Now, no-one really doubts that cases with lack of motivation obtain but Internalists have ready answers for these purported counterexamples. The standard line is to contend that motivation fails in such cases simply because, despite appearances, the agent was not really making a moral judgement at all. Therefore, the case is no counter-example. On one account, Hare argues that when Amoralists make what seem to be moral judgements, the speech should actually be understood in an ‘inverted commas’ sense[5], where this means that instead of expressing a genuine moral judgement, the agent in question is merely reporting what moralists would judge about the situation in question. He maintains that ‘X-ing is right’ asserted by an Amoralist is actually a statement of the type ‘X-ing is what moralists judge to be right’. Such a paraphrase (on this this, or another account of what the Amoralist is doing instead of making a moral judgement) could clearly be given for every Amoralist example. In response to this sort of line on the Amoralist cases, Externalists such as David Brink complain that to paraphrase in this manner simply does not take the cases seriously enough.[6] According to Internalists, the complaint goes, it is a conceptual truth that agents who make moral judgements are appropriately motivated, and so Amoralists cannot possibly be making moral judgements. But this is not any type of truth at all, the Externalist maintains. If Amoralists use moral terms to pick out the same properties as we do, and differ only by having no motivation to act on them, they have made a moral judgement unconnected from motivation and Internalism fails.

== Data segment ==
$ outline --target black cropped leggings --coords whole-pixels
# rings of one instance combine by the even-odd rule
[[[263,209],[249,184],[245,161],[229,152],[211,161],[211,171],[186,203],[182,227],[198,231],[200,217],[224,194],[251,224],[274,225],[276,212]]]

== Required task ==
Copy out the passage above about Internalists and Amoralists word for word, in full.

== Final result ==
Now, no-one really doubts that cases with lack of motivation obtain but Internalists have ready answers for these purported counterexamples. The standard line is to contend that motivation fails in such cases simply because, despite appearances, the agent was not really making a moral judgement at all. Therefore, the case is no counter-example. On one account, Hare argues that when Amoralists make what seem to be moral judgements, the speech should actually be understood in an ‘inverted commas’ sense[5], where this means that instead of expressing a genuine moral judgement, the agent in question is merely reporting what moralists would judge about the situation in question. He maintains that ‘X-ing is right’ asserted by an Amoralist is actually a statement of the type ‘X-ing is what moralists judge to be right’. Such a paraphrase (on this this, or another account of what the Amoralist is doing instead of making a moral judgement) could clearly be given for every Amoralist example. In response to this sort of line on the Amoralist cases, Externalists such as David Brink complain that to paraphrase in this manner simply does not take the cases seriously enough.[6] According to Internalists, the complaint goes, it is a conceptual truth that agents who make moral judgements are appropriately motivated, and so Amoralists cannot possibly be making moral judgements. But this is not any type of truth at all, the Externalist maintains. If Amoralists use moral terms to pick out the same properties as we do, and differ only by having no motivation to act on them, they have made a moral judgement unconnected from motivation and Internalism fails.